*** Opening of EXTRACTED ENTRIES ***
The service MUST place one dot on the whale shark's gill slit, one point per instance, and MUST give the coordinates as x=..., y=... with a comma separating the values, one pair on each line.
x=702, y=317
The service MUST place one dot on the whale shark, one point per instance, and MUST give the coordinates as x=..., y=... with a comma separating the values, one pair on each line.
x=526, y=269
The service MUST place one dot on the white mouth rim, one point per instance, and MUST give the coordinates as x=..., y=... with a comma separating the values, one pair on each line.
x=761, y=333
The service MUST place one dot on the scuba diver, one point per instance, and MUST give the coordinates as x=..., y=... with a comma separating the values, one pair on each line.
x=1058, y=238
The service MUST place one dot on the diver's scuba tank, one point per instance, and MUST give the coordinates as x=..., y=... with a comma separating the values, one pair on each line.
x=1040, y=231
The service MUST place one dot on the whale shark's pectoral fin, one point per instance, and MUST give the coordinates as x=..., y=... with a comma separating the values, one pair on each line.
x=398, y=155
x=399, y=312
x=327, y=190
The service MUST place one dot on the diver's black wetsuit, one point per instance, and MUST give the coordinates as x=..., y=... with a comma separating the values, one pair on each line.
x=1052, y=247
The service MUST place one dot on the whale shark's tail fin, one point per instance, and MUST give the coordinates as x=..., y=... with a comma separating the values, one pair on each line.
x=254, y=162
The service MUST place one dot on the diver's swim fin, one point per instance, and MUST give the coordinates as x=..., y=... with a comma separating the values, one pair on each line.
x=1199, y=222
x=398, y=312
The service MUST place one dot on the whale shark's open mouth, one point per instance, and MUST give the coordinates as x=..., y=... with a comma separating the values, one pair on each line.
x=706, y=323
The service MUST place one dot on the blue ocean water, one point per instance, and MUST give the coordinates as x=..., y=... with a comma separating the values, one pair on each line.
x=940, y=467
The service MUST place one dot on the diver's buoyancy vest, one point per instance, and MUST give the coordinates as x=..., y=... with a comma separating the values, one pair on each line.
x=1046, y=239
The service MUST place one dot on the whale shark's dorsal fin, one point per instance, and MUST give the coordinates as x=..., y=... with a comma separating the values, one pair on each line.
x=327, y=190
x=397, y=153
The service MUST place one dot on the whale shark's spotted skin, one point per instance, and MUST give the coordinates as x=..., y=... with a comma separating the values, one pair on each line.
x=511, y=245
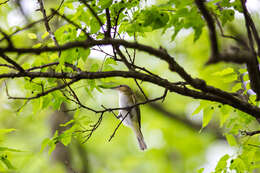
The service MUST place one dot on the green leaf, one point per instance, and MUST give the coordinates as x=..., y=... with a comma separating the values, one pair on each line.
x=222, y=164
x=105, y=3
x=46, y=34
x=231, y=139
x=94, y=25
x=197, y=110
x=67, y=123
x=207, y=116
x=238, y=165
x=200, y=170
x=44, y=144
x=6, y=162
x=226, y=71
x=5, y=131
x=32, y=36
x=227, y=15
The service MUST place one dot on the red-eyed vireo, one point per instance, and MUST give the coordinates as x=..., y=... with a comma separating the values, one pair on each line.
x=130, y=117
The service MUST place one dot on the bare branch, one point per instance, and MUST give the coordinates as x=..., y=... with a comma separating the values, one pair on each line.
x=212, y=30
x=94, y=14
x=252, y=133
x=47, y=26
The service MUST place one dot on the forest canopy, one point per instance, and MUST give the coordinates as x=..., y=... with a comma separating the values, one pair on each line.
x=193, y=66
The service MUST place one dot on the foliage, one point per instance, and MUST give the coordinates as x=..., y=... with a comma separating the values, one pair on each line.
x=67, y=61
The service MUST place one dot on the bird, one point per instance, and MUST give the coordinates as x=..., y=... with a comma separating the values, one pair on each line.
x=130, y=117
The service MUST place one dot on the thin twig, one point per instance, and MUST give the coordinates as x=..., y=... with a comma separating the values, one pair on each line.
x=47, y=26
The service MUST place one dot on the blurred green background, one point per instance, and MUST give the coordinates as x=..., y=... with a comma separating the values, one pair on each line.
x=176, y=141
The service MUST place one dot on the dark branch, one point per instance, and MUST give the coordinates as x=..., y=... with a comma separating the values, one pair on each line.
x=9, y=60
x=212, y=30
x=46, y=23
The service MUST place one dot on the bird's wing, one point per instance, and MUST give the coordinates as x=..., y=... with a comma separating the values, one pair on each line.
x=138, y=113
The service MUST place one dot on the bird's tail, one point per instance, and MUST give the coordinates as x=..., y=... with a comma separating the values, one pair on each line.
x=140, y=138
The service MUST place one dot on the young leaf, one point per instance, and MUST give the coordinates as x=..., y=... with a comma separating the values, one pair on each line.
x=32, y=36
x=231, y=139
x=222, y=164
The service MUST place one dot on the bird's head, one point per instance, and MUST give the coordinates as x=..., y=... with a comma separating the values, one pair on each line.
x=123, y=88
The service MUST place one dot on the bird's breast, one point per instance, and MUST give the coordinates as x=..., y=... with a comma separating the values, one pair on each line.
x=125, y=100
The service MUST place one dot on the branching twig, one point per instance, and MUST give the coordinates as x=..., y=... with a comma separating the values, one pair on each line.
x=94, y=14
x=252, y=133
x=47, y=26
x=17, y=66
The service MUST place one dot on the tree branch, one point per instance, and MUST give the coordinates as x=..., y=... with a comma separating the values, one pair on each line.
x=212, y=30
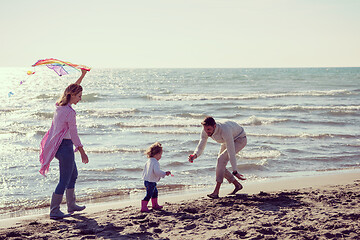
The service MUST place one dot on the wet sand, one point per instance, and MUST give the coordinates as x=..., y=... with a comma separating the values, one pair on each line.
x=322, y=207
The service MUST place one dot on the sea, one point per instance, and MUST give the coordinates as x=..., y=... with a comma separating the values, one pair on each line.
x=298, y=121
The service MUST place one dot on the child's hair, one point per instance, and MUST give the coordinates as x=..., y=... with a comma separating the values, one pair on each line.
x=154, y=149
x=208, y=121
x=72, y=89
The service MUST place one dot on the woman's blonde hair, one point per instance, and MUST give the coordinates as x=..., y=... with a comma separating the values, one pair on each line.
x=154, y=149
x=72, y=89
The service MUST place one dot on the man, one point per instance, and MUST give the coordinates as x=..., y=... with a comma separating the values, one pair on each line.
x=233, y=139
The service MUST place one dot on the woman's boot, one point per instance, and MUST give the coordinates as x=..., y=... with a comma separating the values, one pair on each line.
x=155, y=205
x=144, y=207
x=55, y=212
x=70, y=200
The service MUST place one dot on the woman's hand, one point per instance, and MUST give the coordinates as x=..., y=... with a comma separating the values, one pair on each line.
x=84, y=158
x=192, y=157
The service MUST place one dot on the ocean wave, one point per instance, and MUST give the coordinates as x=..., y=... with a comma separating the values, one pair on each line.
x=259, y=155
x=250, y=96
x=115, y=150
x=191, y=115
x=152, y=124
x=43, y=115
x=299, y=108
x=176, y=164
x=176, y=132
x=253, y=120
x=305, y=135
x=110, y=113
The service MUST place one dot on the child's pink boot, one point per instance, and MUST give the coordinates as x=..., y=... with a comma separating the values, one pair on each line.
x=144, y=207
x=155, y=205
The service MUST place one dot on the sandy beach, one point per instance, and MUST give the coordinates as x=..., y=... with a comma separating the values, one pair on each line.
x=314, y=207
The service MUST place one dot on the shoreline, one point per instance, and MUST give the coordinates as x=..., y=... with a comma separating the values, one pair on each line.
x=342, y=177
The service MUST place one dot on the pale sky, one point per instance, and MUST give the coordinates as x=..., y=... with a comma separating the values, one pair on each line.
x=181, y=33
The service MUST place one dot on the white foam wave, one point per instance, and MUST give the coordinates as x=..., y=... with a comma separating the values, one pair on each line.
x=259, y=155
x=301, y=108
x=109, y=112
x=193, y=97
x=304, y=135
x=253, y=120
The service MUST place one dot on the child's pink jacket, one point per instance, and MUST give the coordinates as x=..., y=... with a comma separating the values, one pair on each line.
x=64, y=120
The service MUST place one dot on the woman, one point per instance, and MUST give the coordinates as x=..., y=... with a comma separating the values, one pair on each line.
x=58, y=142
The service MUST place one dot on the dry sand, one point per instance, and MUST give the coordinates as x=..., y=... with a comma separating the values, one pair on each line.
x=321, y=207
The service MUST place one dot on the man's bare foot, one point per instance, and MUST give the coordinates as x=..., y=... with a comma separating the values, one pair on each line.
x=240, y=176
x=237, y=188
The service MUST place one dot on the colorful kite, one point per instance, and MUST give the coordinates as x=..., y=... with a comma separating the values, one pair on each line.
x=60, y=67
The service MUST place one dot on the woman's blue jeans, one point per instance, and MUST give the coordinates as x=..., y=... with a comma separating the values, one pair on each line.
x=151, y=190
x=67, y=166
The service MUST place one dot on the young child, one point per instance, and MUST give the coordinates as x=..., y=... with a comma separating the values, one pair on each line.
x=151, y=176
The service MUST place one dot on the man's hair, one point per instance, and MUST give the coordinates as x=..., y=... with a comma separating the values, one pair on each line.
x=208, y=121
x=154, y=149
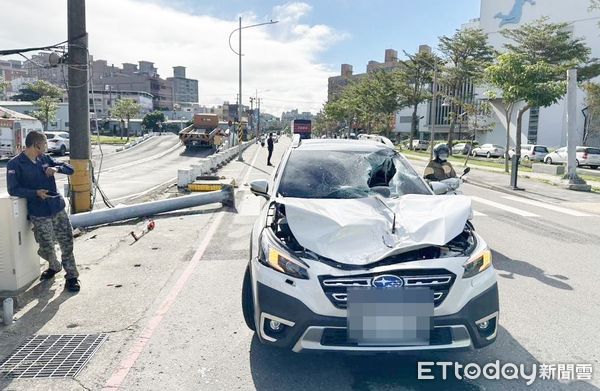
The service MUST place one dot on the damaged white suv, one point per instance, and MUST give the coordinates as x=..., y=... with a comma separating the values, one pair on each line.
x=353, y=252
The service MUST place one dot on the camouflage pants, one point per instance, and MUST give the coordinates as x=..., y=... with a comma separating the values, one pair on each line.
x=57, y=228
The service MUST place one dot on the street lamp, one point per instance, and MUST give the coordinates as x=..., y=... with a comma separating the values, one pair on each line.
x=239, y=53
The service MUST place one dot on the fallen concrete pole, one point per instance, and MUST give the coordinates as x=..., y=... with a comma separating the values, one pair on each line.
x=105, y=216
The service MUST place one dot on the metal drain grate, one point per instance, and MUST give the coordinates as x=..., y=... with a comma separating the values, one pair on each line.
x=43, y=356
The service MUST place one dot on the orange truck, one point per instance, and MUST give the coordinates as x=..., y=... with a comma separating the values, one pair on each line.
x=204, y=132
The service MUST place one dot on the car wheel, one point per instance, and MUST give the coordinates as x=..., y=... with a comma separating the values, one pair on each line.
x=247, y=302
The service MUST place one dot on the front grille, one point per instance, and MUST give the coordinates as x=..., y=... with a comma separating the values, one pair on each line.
x=339, y=337
x=439, y=280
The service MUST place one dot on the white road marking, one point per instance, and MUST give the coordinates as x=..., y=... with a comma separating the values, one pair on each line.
x=144, y=160
x=547, y=206
x=136, y=195
x=506, y=208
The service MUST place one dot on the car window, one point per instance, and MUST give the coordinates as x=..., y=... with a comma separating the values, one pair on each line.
x=348, y=174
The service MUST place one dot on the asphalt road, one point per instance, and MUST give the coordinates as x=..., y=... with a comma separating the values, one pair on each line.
x=545, y=261
x=175, y=320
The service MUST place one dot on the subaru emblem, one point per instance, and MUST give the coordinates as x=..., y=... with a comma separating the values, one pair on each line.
x=387, y=281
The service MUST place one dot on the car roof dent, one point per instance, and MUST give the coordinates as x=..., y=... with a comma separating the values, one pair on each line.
x=359, y=231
*** Close of EXTRACTED ENTRIES ***
WHAT THE TASK REQUIRES – Only the lines from the one with "The service MUST place one dot on the car window, one" through the last line of the material above are to be duplicated, exactly and with both ends kept.

COMPLETED TASK –
The service MUST place one dot on the car window, one point per instance, and MUST give the coordinates as x=..., y=... with a comma separating the values, one pair on each line.
x=348, y=174
The service MUST place one dot on the asphalt road, one point per instance, and MUST give the coordinates as x=..., y=... with a comma separating the values, one pair on each line.
x=545, y=261
x=175, y=320
The service MUST place one dot on the subaru emblem, one point per instance, and MUST give the coordinates as x=..., y=... with a comma separating the values, one pair on each line.
x=387, y=281
The service MUST place one dot on the car roof dent, one point per instance, and MUST give the coordinates as x=..., y=... with a comma separating the values, one pair on each line.
x=359, y=231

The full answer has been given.